* _Exercise brief_
Extract the entries in their exact form.

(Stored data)
★ ★ ★ ★ ★ ★ ★
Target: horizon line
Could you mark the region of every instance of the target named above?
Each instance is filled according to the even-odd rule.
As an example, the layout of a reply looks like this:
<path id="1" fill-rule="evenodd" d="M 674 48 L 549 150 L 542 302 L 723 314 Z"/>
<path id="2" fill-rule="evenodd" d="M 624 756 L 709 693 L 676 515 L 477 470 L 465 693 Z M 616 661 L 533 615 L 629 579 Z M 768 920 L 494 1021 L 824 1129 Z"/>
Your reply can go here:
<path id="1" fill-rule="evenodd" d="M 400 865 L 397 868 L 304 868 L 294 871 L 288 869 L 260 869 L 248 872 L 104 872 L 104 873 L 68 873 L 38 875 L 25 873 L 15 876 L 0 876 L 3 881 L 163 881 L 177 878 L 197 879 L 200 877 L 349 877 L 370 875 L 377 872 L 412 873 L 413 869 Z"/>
★ ★ ★ ★ ★ ★ ★
* _Expected answer_
Target: horizon line
Could you mark the region of every instance of the target named above?
Each instance is filled according to the even-odd rule.
As an example, the layout of a reply looks like this:
<path id="1" fill-rule="evenodd" d="M 674 48 L 549 150 L 542 302 L 723 314 Z"/>
<path id="2" fill-rule="evenodd" d="M 624 756 L 709 693 L 676 515 L 477 470 L 465 693 Z M 616 661 L 533 615 L 629 579 Z M 768 920 L 494 1021 L 824 1129 Z"/>
Your reply can go here:
<path id="1" fill-rule="evenodd" d="M 400 865 L 397 868 L 304 868 L 294 871 L 288 869 L 260 869 L 248 872 L 104 872 L 104 873 L 68 873 L 38 875 L 25 873 L 15 876 L 0 876 L 3 881 L 163 881 L 177 878 L 197 879 L 200 877 L 349 877 L 370 875 L 377 872 L 412 873 L 413 869 Z"/>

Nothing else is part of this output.